++++ Excerpt ++++

It would be useful to provide instructions in the README on how to:

1. Use "pip download --no-binary :all: -r requirements.txt
archive_dir" to get the dependencies on an internet connected machine
2. Use "pip install --no-index --find-links archive_dir -r
requirements.txt" to install from the unpacked archive instead of the
internet

Potentially, performance could gain a subcommand to do the initial
download, and a "performance venv create" option to specify a local
directory to use instead of the index server when installing
dependencies.

Cheers,
Nick.

-- 
Nick Coghlan   |   ncoghlan at gmail.com   |   Brisbane, Australia

From victor.stinner at gmail.com  Wed Sep 13 19:52:23 2017
From: victor.stinner at gmail.com (Victor Stinner)
Date: Thu, 14 Sep 2017 01:52:23 +0200
Subject: [Speed] Python Performance Benchmark Suite revision request
In-Reply-To: <CADiSq7cH_nUOHRY-fzqVQ4Oo23eDSMXqRB1dc8_ZSq0FqP4uNw@mail.gmail.com>
References: <371EBC7881C7844EAAF5556BFF21BCCC86EFD2F4@ORSMSX105.amr.corp.intel.com>
 <CAMpsgwZLcJHOHCATD6Li4-4yWi95fQVWPnQ_buJQKL+WnASHmw@mail.gmail.com>
 <CADiSq7cH_nUOHRY-fzqVQ4Oo23eDSMXqRB1dc8_ZSq0FqP4uNw@mail.gmail.com>
Message-ID: <CAMpsgwY8P+kV47mAsTdhFQLRYphKY4OyMkHim=Hqo3oE=KyU-Q@mail.gmail.com>

2017-09-14 1:19 GMT+02:00 Nick Coghlan <ncoghlan at gmail.com>:
> It would be useful to provide (...)

Contributions as pull requests are welcome ;-)

Victor

++++ Supplied data ++++

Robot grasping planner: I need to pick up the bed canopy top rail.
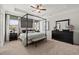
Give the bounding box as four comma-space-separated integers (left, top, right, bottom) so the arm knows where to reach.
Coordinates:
22, 13, 47, 47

++++

» **Required task**
Could you copy the stretch from "From victor.stinner at" through "are welcome ;-)" in the mailing-list excerpt about installing dependencies offline? You won't need the lines to do this.

» **Solution to this task**
From victor.stinner at gmail.com  Wed Sep 13 19:52:23 2017
From: victor.stinner at gmail.com (Victor Stinner)
Date: Thu, 14 Sep 2017 01:52:23 +0200
Subject: [Speed] Python Performance Benchmark Suite revision request
In-Reply-To: <CADiSq7cH_nUOHRY-fzqVQ4Oo23eDSMXqRB1dc8_ZSq0FqP4uNw@mail.gmail.com>
References: <371EBC7881C7844EAAF5556BFF21BCCC86EFD2F4@ORSMSX105.amr.corp.intel.com>
 <CAMpsgwZLcJHOHCATD6Li4-4yWi95fQVWPnQ_buJQKL+WnASHmw@mail.gmail.com>
 <CADiSq7cH_nUOHRY-fzqVQ4Oo23eDSMXqRB1dc8_ZSq0FqP4uNw@mail.gmail.com>
Message-ID: <CAMpsgwY8P+kV47mAsTdhFQLRYphKY4OyMkHim=Hqo3oE=KyU-Q@mail.gmail.com>

2017-09-14 1:19 GMT+02:00 Nick Coghlan <ncoghlan at gmail.com>:
> It would be useful to provide (...)

Contributions as pull requests are welcome ;-)